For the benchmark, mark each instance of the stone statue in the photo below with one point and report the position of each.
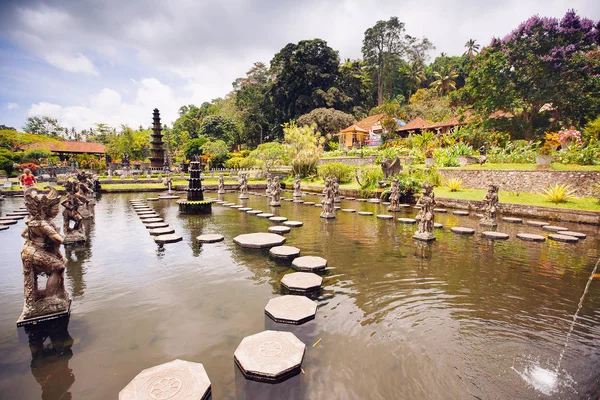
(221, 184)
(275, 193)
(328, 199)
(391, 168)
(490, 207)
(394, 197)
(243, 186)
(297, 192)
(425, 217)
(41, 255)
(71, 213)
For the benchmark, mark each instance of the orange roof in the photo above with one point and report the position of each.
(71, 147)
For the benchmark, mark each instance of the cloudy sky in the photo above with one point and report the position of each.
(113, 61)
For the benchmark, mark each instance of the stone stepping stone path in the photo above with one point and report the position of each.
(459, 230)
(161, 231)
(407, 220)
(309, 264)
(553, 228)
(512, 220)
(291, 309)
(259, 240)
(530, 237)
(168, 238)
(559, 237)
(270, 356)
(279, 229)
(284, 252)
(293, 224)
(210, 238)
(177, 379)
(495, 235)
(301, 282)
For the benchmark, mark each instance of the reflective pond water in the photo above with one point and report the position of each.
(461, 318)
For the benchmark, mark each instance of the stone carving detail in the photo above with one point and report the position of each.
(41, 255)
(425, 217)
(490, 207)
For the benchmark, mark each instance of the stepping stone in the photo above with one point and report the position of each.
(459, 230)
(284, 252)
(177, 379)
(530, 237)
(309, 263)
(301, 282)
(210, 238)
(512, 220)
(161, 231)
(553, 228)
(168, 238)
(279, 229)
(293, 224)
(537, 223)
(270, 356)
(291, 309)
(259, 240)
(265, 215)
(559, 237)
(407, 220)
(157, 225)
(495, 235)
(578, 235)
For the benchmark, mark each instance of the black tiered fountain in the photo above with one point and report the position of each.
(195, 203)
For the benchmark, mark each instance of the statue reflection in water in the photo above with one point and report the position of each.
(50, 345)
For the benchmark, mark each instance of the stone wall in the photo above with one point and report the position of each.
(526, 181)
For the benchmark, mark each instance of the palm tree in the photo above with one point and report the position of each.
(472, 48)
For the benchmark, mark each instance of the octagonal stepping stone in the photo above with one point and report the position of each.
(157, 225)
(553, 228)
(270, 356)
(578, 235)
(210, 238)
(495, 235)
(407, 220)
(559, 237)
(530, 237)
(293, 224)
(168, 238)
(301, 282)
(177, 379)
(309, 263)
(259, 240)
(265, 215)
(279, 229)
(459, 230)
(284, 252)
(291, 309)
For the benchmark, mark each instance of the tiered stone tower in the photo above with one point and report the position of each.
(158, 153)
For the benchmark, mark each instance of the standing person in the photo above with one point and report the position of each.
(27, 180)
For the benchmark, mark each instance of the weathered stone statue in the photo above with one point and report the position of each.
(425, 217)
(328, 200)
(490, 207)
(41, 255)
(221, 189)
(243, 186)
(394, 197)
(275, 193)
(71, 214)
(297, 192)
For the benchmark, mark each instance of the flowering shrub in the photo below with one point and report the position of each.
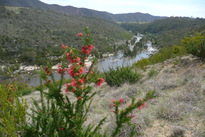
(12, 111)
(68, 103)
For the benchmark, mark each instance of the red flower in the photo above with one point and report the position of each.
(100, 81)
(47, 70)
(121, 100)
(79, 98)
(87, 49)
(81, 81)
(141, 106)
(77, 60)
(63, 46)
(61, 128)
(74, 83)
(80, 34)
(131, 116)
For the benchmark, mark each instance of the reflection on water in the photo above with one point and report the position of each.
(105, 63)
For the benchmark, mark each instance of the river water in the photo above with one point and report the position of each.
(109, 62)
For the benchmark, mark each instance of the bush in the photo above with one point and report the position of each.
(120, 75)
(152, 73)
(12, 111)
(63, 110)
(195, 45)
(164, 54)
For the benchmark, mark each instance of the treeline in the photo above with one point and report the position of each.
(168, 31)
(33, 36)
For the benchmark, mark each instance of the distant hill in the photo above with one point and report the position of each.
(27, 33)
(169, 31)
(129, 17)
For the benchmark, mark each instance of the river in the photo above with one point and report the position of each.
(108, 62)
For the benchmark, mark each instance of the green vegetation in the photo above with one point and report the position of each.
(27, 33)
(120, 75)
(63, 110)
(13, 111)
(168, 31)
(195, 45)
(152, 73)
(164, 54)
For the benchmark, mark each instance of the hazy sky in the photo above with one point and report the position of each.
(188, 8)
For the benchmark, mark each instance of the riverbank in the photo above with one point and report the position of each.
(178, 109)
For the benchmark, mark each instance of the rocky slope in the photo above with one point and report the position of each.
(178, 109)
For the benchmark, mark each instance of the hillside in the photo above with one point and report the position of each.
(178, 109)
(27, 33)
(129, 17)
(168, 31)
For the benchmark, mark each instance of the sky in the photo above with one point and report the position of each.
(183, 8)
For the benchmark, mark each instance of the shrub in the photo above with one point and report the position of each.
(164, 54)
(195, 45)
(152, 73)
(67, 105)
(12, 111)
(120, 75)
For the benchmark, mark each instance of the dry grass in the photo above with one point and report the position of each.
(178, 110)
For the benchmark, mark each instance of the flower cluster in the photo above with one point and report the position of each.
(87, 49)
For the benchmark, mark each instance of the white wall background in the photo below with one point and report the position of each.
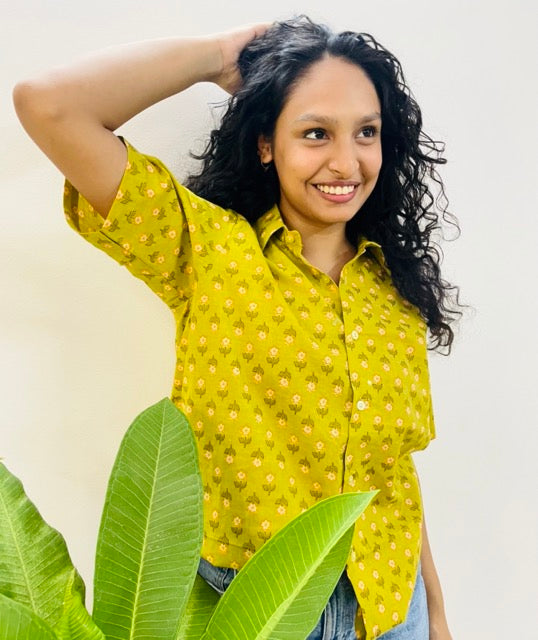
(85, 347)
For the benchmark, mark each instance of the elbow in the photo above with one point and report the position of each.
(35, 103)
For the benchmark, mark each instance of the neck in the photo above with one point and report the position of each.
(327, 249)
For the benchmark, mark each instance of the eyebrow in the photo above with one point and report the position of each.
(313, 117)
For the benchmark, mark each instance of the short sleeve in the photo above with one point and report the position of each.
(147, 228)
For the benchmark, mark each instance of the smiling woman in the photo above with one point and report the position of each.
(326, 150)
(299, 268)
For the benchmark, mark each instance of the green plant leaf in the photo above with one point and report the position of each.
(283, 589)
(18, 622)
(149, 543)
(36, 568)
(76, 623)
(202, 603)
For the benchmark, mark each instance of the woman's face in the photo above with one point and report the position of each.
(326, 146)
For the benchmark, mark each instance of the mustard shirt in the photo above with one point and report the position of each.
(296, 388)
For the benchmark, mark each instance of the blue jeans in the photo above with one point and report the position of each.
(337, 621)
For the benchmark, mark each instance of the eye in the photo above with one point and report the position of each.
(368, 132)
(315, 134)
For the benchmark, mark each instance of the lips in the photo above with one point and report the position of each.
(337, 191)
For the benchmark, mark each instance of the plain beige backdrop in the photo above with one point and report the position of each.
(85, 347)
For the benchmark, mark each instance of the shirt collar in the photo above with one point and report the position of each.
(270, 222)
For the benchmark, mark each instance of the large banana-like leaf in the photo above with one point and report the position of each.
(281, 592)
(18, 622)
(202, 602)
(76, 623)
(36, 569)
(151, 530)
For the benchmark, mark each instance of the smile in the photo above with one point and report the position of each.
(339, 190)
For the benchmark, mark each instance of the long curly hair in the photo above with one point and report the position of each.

━━━━━━━━━━━━━━━━━━━━━━━━━━━━━━

**What is being asked**
Could you copy the whole listing above word for word, leaving out the pictures?

**Result for this exercise**
For the benchmark, mark each instance of the stone statue in the photo below with one point and report the position of each.
(221, 184)
(275, 193)
(328, 199)
(391, 168)
(490, 207)
(394, 197)
(243, 186)
(297, 192)
(425, 217)
(41, 255)
(71, 213)
For the benchmark, mark each instance of the orange roof in the photo above with one point and report the position of each.
(71, 147)
For the benchmark, mark each instance of the cloudy sky in the photo above with one point and report the position of each.
(113, 61)
For the benchmark, mark each instance of the stone stepping stone path in the photo above with one point and report the position of each.
(459, 230)
(161, 231)
(407, 220)
(309, 264)
(553, 228)
(512, 220)
(291, 309)
(259, 240)
(530, 237)
(168, 238)
(559, 237)
(270, 356)
(279, 229)
(284, 252)
(293, 224)
(210, 238)
(177, 379)
(495, 235)
(301, 282)
For the benchmark, mark each instance of the reflective pond water in the photo above with one point and report the position of each.
(461, 318)
For the benchmark, mark each instance of the stone carving detail in the photo above with one point and report the position of each.
(41, 255)
(425, 217)
(490, 207)
For the benchmark, mark each instance of the stepping stone in the photo above with one point and report the position of each.
(459, 230)
(284, 252)
(177, 379)
(530, 237)
(309, 263)
(301, 282)
(210, 238)
(512, 220)
(161, 231)
(553, 228)
(168, 238)
(279, 229)
(293, 224)
(537, 223)
(270, 356)
(291, 309)
(259, 240)
(265, 215)
(559, 237)
(407, 220)
(157, 225)
(495, 235)
(578, 235)
For the benchmark, mark each instance of the black tiered fountain in the photo above with one point and report the position of each.
(195, 203)
For the benchmark, mark each instance of the statue reflection in water in the photo above with one point and report the position of each.
(50, 345)
For the benchmark, mark each instance of the stone wall in the photo above with one point and report the position of each.
(526, 181)
For the benchmark, mark each instance of the palm tree in the photo above with one point and report the position of each.
(472, 48)
For the benchmark, mark each instance of the octagonal stepping stone in the photo above with one point and report the position of each.
(157, 225)
(553, 228)
(270, 356)
(578, 235)
(210, 238)
(495, 235)
(407, 220)
(559, 237)
(530, 237)
(293, 224)
(168, 238)
(301, 282)
(177, 379)
(309, 263)
(259, 240)
(265, 215)
(279, 229)
(459, 230)
(284, 252)
(291, 309)
For the benchmark, mark each instance of the tiered stone tower in the photo above with one point and report the position of each.
(158, 153)
For the benchmark, mark each instance of the standing person in the photo above with one point and report the position of each.
(27, 180)
For the benchmark, mark each instance of the weathered stone statue in the photo above with one point and report the position of each.
(425, 217)
(328, 200)
(490, 207)
(41, 255)
(221, 189)
(243, 186)
(394, 197)
(275, 193)
(71, 214)
(297, 192)
For the benchmark, mark each instance of the flowering shrub in the photo below with one point and report the position of each.
(12, 111)
(68, 103)
For the benchmark, mark each instance of the red flower in the photo above with one point and report the position of each.
(100, 81)
(47, 70)
(121, 100)
(79, 98)
(87, 49)
(81, 81)
(141, 106)
(77, 60)
(63, 46)
(61, 128)
(74, 83)
(80, 34)
(131, 116)
For the benchmark, mark each instance of the reflection on water in the photo above with one point and report the position of each.
(105, 63)
For the benchmark, mark each instance of the river water in the photo above with one point and report the position of each.
(109, 62)
For the benchmark, mark each instance of the bush in the photo above with one point and report the position of each.
(120, 75)
(152, 73)
(12, 111)
(63, 110)
(195, 45)
(164, 54)
For the benchmark, mark each instance of the treeline in the photo above with one point and report the position of each.
(168, 31)
(33, 36)
For the benchmark, mark each instance of the distant hill in the photo above with one point and report the position of each.
(27, 33)
(169, 31)
(129, 17)
For the benchmark, mark each instance of the river in the photo above with one point and report the position of each.
(108, 62)
For the benchmark, mark each instance of the green vegetation in the photo above with one point and report the position of each.
(27, 33)
(120, 75)
(63, 110)
(13, 111)
(168, 31)
(195, 45)
(152, 73)
(164, 54)
For the benchmark, mark each instance of the hazy sky in the photo above with one point and report the position of each.
(188, 8)
For the benchmark, mark each instance of the riverbank in the photo above with one point and report the position of each.
(178, 109)
For the benchmark, mark each instance of the rocky slope in the photo above with one point and report the position of each.
(178, 109)
For the benchmark, mark each instance of the hillside in the photo above with one point and report the position of each.
(178, 109)
(27, 33)
(129, 17)
(168, 31)
For the benchmark, mark each instance of the sky in the photo above with one point and report the position of each.
(183, 8)
For the benchmark, mark each instance of the shrub in the photo above with one point and report the position of each.
(164, 54)
(195, 45)
(152, 73)
(67, 105)
(12, 111)
(120, 75)
For the benchmark, mark each instance of the dry grass in the photo above with one point and report the position of each.
(178, 110)
For the benchmark, mark each instance of the flower cluster in the photo above with one point and report the position of each.
(87, 49)
For the benchmark, mark each instance of the white wall background in the photo below with one point and report the position of each.
(85, 347)
For the benchmark, mark each instance of the elbow in the photo above with one point and report the position of each.
(35, 103)
For the benchmark, mark each instance of the neck in the photo above with one point and report the position of each.
(327, 249)
For the benchmark, mark each instance of the eyebrow in the photo above with one point and report the position of each.
(313, 117)
For the benchmark, mark each instance of the short sleeve in the photo above with one point and report the position of each.
(147, 228)
For the benchmark, mark each instance of the smiling woman in the photo above with one point and report the position of each.
(326, 150)
(299, 268)
For the benchmark, mark each instance of the green plant leaf in the photo above with one point and report the position of each.
(283, 589)
(18, 622)
(149, 543)
(36, 568)
(76, 623)
(202, 603)
For the benchmark, mark each instance of the woman's face in the photo above with one point and report the position of each.
(326, 146)
For the benchmark, mark each instance of the mustard shirt in the photo above with one point and report the position of each.
(296, 388)
For the benchmark, mark each instance of the blue jeans in the photo above with one point and report the position of each.
(337, 621)
For the benchmark, mark each instance of the eye in the photo above with one point and report the position of each.
(368, 132)
(315, 134)
For the benchmark, mark each instance of the lips in the photo above with one point and report the position of each.
(337, 191)
For the benchmark, mark each instance of the plain beige backdrop in the photo above with one point and report the position of each.
(85, 347)
For the benchmark, mark each instance of the shirt collar in the photo above with one point and report the position of each.
(270, 222)
For the benchmark, mark each instance of the large banana-like leaf in the photo above with one point and report the position of each.
(281, 592)
(18, 622)
(202, 602)
(76, 623)
(36, 569)
(151, 530)
For the benchmark, mark each instance of the smile in the photo above with one point and report the position of each.
(339, 190)
For the benchmark, mark each instance of the long curly hair in the photo above with one point and report the position of each.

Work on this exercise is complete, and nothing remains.